WORK TO COMPLETE: Transcribe the tail of the listing: start at the line containing "For this drill the class indicates the small" and stop after the last line, keeping every character as is and adding nothing.

RECORDS PROVIDED:
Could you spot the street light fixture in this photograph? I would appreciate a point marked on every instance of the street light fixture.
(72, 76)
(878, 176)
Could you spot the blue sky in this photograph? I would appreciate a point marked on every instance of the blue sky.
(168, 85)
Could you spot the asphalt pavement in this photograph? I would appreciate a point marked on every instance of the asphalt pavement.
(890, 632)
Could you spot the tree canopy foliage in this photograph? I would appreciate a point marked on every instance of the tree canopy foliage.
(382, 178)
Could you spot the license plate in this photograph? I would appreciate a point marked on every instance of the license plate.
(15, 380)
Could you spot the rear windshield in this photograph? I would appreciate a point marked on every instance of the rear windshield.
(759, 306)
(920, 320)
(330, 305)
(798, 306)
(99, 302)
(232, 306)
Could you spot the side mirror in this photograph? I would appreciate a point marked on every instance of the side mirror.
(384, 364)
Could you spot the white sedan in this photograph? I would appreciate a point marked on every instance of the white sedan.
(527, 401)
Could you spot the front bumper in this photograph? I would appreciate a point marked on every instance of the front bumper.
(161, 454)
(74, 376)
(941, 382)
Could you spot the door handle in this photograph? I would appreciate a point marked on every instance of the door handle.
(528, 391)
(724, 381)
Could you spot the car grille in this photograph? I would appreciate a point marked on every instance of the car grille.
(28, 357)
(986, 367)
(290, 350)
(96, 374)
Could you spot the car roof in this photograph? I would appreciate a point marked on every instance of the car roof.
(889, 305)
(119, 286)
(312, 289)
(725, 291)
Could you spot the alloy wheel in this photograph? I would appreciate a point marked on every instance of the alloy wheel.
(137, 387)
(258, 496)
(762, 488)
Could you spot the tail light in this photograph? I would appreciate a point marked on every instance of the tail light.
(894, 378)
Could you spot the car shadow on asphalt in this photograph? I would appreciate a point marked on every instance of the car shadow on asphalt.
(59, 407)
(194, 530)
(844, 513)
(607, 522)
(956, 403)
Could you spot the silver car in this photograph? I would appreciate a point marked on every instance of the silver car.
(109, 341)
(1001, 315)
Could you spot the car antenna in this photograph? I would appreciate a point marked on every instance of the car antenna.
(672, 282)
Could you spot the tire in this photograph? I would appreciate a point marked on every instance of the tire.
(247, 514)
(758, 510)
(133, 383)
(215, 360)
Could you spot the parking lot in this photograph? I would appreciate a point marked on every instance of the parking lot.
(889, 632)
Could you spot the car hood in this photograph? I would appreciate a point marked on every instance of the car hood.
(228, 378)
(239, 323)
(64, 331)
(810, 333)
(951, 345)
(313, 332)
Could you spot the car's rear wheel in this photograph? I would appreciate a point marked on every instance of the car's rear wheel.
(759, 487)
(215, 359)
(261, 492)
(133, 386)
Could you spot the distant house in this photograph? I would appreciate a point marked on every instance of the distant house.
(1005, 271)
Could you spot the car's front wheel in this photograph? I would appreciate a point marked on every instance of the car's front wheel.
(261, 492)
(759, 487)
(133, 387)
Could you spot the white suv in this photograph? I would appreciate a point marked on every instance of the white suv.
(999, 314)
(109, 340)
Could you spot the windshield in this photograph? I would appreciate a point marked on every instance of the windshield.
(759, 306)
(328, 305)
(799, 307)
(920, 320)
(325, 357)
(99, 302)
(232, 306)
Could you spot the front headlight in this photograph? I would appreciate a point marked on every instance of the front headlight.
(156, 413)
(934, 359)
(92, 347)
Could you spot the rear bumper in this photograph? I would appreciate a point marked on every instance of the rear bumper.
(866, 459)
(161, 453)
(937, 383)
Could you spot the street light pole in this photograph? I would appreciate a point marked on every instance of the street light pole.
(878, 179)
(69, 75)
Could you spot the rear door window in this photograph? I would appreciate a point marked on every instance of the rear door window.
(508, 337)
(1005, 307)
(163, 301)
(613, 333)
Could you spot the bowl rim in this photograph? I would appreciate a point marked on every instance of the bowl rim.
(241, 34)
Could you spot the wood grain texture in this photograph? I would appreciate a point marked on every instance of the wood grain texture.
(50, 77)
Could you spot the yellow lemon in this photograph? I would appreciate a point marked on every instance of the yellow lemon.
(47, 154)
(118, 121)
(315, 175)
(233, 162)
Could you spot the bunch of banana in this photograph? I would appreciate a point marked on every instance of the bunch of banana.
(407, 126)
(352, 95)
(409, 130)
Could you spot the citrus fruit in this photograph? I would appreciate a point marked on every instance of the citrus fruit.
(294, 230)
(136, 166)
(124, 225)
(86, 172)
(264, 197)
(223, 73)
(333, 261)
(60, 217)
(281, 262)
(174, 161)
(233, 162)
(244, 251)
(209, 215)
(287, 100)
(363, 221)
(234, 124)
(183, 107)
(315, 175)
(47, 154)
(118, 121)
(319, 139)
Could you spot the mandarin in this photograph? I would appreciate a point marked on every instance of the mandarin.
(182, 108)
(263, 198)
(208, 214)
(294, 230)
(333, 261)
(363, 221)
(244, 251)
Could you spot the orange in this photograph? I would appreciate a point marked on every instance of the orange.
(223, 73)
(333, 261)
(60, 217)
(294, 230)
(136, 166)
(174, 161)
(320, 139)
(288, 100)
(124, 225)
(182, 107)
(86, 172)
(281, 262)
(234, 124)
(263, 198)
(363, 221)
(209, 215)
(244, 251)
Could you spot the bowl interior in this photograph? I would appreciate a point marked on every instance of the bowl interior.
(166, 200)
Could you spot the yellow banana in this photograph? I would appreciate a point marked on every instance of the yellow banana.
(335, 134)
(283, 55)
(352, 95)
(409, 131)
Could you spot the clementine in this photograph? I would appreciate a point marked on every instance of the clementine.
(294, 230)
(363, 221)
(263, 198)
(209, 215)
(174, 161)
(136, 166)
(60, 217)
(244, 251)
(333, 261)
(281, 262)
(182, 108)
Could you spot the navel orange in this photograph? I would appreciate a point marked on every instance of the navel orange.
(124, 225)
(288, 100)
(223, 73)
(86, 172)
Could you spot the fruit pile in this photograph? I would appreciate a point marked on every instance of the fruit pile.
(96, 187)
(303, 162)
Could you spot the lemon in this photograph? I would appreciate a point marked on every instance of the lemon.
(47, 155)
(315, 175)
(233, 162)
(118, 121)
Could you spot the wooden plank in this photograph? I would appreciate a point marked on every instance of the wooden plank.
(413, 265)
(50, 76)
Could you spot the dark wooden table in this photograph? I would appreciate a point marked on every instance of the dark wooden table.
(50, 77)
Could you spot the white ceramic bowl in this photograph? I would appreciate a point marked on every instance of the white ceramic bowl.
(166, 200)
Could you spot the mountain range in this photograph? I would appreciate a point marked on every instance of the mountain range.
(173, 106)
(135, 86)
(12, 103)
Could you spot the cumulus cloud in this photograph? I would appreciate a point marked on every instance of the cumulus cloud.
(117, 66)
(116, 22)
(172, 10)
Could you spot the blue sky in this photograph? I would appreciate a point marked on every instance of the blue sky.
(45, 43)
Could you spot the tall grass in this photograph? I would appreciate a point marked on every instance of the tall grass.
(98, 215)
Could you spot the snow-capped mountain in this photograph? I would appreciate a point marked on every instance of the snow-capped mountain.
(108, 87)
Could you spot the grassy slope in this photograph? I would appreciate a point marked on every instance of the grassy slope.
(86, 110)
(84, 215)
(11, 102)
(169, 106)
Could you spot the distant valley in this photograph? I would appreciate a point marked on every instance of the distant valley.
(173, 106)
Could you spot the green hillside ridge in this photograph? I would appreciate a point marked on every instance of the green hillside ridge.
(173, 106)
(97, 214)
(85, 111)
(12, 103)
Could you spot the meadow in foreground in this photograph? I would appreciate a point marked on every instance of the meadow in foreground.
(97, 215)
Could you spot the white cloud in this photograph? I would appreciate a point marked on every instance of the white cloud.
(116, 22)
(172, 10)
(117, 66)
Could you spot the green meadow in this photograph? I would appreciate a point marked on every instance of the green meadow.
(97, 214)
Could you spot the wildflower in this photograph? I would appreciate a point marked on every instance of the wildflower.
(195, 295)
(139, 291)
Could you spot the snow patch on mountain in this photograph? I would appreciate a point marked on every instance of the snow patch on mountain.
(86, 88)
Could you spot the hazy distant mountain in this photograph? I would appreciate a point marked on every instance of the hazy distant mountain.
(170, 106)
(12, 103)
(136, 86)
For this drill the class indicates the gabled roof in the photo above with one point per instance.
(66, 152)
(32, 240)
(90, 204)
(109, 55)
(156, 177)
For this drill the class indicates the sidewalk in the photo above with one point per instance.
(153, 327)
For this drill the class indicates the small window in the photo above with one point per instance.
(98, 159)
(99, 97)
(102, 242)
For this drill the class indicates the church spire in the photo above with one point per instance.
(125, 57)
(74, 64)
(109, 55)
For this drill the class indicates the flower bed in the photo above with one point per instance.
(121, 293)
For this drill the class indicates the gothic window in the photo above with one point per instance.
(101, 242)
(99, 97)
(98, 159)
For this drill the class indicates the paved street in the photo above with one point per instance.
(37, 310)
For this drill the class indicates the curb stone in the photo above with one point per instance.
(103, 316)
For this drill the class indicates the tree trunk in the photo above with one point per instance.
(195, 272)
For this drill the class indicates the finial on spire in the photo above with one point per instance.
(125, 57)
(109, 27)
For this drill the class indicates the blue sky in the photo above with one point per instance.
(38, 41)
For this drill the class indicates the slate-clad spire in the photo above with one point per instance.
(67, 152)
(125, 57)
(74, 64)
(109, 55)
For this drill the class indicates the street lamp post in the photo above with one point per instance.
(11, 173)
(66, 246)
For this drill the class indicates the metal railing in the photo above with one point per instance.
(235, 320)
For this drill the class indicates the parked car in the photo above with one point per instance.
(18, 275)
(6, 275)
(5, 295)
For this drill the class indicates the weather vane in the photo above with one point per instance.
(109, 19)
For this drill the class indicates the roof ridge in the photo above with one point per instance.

IN RESPONSE:
For this drill the class indicates the small window in the photo above with one point per instance.
(98, 159)
(99, 97)
(102, 242)
For this drill the class indicates the church spire in the photo above with one point per instance.
(125, 57)
(74, 64)
(109, 55)
For this drill the class indicates the flower bed in the photo above with one point per instance.
(121, 293)
For this drill the class indicates the gothic window in the photo above with one point per instance.
(101, 242)
(99, 97)
(98, 159)
For this drill the class indicates the paved street in the photo above with one point per instance.
(37, 310)
For this drill the class indicates the curb stone in the photo above with one point per instance.
(103, 316)
For this drill the class indicates the tree trunk in the photo above with one point per instance.
(195, 272)
For this drill the class indicates the finial on spire in the photo above with one point per instance.
(125, 57)
(109, 27)
For this drill the class indicates the blue sky in the photo above with one point per instance.
(38, 41)
For this drill the class indicates the slate-clad spire in the photo above with one point per instance.
(67, 152)
(125, 57)
(74, 64)
(109, 55)
For this drill the class indicates the street lamp post in the photo above with one point per instance.
(11, 173)
(66, 246)
For this drill the class indicates the metal railing in the photo above with one point per instance.
(235, 320)
For this drill the class indicates the parked car in the photo above with one point per instance.
(18, 275)
(6, 275)
(5, 295)
For this drill the class indicates the weather vane in the photo above with one point per instance.
(109, 19)
For this drill the class indicates the roof ridge in the photo above with one point per instance.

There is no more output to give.